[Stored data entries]
+++

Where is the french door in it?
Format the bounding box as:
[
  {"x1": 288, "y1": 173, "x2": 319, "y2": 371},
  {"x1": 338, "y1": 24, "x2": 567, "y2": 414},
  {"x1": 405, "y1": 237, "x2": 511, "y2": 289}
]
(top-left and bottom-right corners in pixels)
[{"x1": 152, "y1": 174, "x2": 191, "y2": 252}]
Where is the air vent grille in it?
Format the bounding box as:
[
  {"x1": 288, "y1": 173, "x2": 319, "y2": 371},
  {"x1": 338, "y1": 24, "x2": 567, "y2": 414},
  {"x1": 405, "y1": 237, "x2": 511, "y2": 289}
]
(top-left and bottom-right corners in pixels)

+++

• _GOAL OF THE EXERCISE_:
Output the records above in their entirety, exactly.

• _EXPECTED ANSWER_:
Where is the french door in it?
Format the bounding box as:
[
  {"x1": 288, "y1": 173, "x2": 319, "y2": 371},
  {"x1": 338, "y1": 24, "x2": 567, "y2": 414},
  {"x1": 405, "y1": 237, "x2": 511, "y2": 289}
]
(top-left and bottom-right corners in pixels)
[{"x1": 152, "y1": 174, "x2": 191, "y2": 252}]
Where is the air vent grille in it?
Format the bounding box as:
[
  {"x1": 288, "y1": 173, "x2": 319, "y2": 371},
  {"x1": 338, "y1": 24, "x2": 567, "y2": 414},
  {"x1": 405, "y1": 237, "x2": 511, "y2": 289}
]
(top-left and bottom-right corners in pixels)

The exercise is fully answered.